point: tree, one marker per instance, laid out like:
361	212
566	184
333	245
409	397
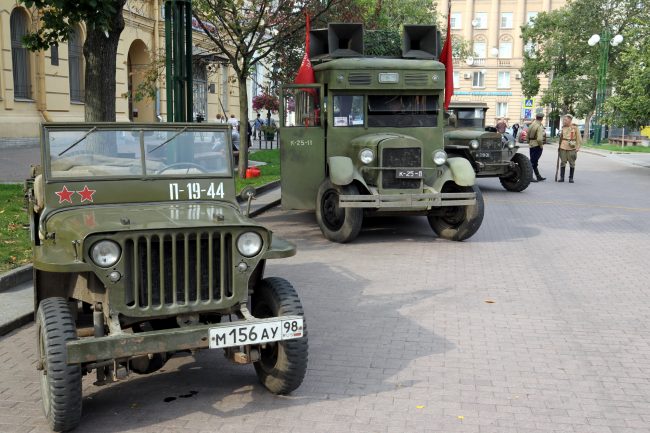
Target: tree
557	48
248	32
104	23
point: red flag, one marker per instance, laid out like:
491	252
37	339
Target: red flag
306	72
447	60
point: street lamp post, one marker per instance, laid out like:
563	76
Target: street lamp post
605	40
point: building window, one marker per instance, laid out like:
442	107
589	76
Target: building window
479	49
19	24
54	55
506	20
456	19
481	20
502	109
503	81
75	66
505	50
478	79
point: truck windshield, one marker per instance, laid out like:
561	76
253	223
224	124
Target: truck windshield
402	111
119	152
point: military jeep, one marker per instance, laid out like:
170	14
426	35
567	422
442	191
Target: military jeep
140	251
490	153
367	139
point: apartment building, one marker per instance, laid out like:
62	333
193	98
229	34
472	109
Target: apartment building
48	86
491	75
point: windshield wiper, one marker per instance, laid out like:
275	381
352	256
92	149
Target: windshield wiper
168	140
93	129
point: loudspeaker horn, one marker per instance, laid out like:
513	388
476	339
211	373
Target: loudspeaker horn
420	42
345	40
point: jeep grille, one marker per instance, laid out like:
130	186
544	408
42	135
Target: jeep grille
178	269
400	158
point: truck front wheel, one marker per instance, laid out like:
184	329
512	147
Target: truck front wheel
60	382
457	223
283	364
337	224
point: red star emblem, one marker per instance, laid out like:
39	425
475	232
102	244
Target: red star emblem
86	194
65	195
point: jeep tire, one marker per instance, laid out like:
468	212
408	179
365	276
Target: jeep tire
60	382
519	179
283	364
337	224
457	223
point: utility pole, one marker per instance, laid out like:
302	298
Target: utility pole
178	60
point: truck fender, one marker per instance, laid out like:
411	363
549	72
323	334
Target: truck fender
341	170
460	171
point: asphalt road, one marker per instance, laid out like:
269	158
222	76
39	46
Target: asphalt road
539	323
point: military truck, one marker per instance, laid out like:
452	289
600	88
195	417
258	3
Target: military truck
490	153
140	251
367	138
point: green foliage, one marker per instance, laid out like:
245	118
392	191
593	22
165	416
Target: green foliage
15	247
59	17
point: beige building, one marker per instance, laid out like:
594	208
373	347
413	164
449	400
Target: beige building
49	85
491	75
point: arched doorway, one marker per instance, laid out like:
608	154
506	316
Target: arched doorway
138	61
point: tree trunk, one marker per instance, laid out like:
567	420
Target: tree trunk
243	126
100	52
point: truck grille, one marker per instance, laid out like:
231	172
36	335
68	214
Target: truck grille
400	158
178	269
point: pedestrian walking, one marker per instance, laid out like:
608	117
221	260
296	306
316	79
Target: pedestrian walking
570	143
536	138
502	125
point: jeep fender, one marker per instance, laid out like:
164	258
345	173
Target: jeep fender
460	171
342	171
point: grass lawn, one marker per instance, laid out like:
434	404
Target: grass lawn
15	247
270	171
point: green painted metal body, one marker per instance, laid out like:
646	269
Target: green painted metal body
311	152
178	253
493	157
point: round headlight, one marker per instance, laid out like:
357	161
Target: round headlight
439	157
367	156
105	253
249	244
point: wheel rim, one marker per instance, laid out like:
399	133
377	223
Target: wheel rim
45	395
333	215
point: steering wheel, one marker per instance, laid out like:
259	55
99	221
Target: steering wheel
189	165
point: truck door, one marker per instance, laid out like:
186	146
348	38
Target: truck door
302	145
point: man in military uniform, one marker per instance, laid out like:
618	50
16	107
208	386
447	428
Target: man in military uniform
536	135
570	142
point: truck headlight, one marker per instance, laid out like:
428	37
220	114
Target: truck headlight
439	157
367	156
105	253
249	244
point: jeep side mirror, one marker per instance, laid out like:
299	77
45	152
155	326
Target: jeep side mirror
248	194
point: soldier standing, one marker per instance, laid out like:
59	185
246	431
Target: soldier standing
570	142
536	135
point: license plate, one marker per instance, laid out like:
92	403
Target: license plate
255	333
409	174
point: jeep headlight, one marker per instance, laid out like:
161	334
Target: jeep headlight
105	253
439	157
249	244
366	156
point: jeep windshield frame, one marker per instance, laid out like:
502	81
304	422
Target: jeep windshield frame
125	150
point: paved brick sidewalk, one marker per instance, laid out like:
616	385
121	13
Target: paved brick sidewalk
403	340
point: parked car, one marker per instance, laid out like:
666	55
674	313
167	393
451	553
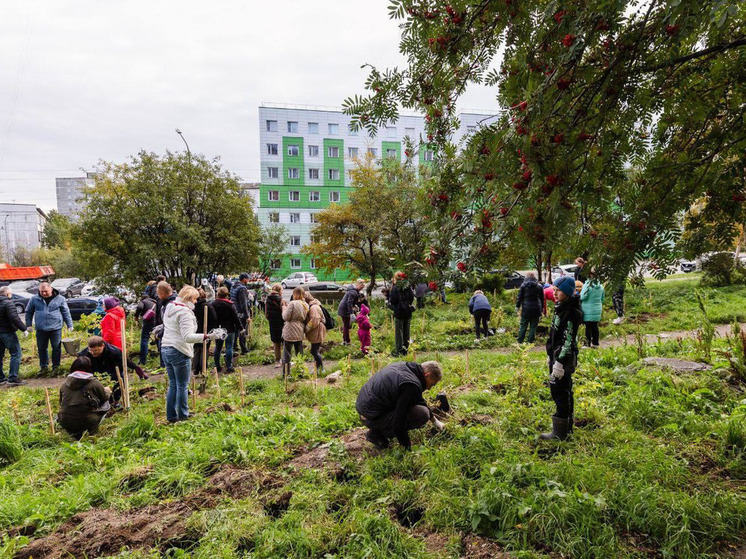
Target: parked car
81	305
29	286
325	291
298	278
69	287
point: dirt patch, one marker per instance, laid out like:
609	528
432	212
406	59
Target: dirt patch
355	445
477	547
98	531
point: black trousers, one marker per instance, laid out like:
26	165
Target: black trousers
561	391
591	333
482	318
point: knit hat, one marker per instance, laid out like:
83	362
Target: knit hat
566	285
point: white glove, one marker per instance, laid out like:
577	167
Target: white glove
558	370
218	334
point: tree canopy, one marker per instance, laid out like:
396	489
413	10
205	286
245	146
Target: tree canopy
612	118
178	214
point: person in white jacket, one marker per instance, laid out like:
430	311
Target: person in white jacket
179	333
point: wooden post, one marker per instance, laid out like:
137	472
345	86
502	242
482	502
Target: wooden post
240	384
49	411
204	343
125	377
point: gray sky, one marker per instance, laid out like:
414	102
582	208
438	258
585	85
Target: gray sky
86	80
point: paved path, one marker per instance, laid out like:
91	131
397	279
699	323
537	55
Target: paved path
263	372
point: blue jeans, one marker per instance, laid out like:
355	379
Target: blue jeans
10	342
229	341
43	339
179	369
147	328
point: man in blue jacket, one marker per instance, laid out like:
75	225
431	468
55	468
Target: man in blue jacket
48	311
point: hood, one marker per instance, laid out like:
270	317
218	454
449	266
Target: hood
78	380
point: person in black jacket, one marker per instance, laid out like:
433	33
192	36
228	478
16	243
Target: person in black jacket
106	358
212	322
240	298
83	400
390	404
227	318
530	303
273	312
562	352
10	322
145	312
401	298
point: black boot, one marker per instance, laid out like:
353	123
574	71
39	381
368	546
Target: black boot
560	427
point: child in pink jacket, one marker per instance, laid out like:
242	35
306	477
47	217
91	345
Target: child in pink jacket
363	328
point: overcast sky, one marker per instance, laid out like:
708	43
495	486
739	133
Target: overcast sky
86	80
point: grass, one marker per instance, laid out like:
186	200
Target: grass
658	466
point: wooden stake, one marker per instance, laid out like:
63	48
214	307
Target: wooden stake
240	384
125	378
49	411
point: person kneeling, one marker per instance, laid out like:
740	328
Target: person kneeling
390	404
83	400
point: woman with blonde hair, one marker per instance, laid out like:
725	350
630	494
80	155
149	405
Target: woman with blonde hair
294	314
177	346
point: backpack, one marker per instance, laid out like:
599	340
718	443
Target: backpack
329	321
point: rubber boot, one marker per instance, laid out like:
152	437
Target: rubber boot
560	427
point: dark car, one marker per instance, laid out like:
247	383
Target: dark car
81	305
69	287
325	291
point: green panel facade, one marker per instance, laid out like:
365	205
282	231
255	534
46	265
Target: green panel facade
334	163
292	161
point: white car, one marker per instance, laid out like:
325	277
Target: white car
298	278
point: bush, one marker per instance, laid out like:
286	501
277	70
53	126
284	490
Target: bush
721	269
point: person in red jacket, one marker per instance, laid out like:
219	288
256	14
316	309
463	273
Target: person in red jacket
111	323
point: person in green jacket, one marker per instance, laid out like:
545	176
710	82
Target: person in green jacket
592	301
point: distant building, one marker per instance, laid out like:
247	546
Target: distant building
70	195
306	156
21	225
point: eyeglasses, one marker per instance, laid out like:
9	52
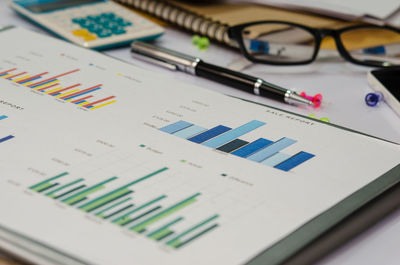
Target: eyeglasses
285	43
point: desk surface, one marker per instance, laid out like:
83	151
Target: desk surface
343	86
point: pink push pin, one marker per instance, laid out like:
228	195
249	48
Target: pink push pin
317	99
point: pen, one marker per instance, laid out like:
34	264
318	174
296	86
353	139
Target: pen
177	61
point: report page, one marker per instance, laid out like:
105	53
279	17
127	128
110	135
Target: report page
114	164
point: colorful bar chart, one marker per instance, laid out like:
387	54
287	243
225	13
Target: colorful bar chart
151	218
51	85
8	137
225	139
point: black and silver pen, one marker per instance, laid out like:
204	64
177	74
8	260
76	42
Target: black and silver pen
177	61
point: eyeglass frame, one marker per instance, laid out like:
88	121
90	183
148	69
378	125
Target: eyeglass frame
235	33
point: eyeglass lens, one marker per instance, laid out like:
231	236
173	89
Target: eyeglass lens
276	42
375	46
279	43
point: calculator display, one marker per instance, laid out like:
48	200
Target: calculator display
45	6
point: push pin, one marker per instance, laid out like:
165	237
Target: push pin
--
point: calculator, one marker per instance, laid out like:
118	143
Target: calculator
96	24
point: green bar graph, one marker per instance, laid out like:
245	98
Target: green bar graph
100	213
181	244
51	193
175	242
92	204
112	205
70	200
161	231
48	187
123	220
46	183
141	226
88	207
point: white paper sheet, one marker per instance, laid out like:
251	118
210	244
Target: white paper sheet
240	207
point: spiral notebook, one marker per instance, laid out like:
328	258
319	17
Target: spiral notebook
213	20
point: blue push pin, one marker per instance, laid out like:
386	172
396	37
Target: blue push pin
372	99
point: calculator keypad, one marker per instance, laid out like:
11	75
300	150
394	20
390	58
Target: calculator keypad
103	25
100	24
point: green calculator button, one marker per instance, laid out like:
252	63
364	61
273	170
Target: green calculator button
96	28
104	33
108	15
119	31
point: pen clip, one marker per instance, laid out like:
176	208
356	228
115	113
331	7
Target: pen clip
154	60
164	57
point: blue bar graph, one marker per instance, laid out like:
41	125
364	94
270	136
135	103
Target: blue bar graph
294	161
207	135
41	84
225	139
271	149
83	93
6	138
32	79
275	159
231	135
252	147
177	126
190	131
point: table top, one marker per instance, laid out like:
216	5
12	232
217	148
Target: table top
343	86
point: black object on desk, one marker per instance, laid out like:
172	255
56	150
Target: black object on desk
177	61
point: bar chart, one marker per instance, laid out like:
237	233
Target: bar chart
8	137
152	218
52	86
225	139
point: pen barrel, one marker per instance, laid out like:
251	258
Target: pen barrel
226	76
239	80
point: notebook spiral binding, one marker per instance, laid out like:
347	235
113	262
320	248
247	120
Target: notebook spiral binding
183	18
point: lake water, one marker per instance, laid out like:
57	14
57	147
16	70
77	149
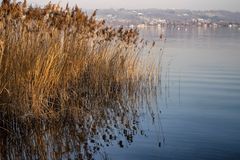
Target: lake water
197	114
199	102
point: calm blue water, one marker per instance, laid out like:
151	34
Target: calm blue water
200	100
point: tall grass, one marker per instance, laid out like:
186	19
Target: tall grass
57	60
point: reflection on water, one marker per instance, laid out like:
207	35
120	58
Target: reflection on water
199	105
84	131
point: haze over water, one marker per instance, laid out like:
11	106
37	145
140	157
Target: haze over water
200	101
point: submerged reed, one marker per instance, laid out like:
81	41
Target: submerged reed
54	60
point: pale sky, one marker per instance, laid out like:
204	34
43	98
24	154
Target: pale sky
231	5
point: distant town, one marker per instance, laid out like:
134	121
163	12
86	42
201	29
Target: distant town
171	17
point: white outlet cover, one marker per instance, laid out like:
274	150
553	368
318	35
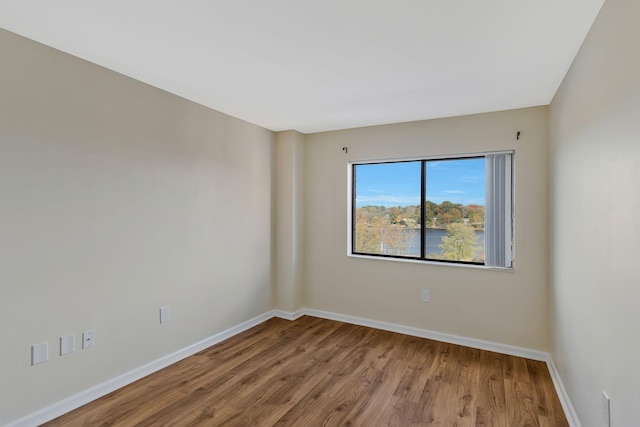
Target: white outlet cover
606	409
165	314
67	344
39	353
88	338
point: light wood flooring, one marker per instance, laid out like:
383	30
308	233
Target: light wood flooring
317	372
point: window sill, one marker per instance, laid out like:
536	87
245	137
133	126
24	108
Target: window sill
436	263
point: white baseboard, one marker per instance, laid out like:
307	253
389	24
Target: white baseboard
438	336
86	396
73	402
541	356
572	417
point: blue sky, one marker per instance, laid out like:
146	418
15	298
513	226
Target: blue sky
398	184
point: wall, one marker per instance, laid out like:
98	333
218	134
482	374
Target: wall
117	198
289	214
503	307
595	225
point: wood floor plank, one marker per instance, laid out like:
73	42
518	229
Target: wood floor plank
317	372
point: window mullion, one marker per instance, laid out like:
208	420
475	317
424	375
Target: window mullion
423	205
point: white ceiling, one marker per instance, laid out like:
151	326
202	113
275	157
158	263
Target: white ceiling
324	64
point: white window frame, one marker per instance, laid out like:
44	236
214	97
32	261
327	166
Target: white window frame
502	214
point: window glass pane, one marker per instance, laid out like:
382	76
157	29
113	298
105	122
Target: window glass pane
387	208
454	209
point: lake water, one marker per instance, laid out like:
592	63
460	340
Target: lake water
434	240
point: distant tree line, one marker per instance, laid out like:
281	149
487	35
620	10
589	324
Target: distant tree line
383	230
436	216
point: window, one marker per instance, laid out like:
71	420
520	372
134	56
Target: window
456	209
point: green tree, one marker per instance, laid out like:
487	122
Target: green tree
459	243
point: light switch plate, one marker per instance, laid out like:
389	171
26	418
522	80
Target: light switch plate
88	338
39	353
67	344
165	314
---
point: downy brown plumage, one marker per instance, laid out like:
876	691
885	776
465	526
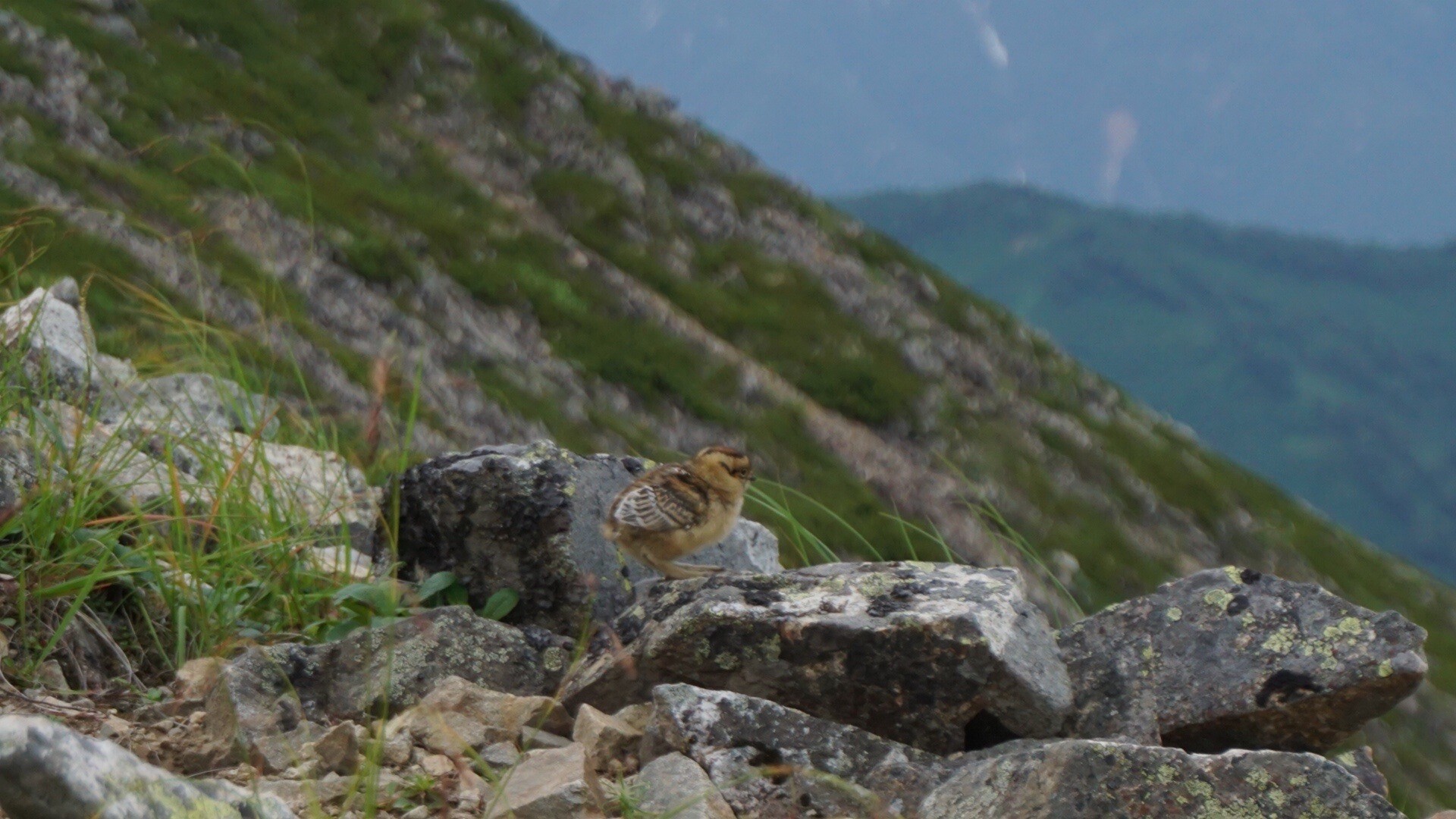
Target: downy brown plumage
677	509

**GOAL:** Count the lines in the material above that contain the string "water", treating uppercase and lowercase as different. Reply with the number alone.

**THE OUTPUT:** 10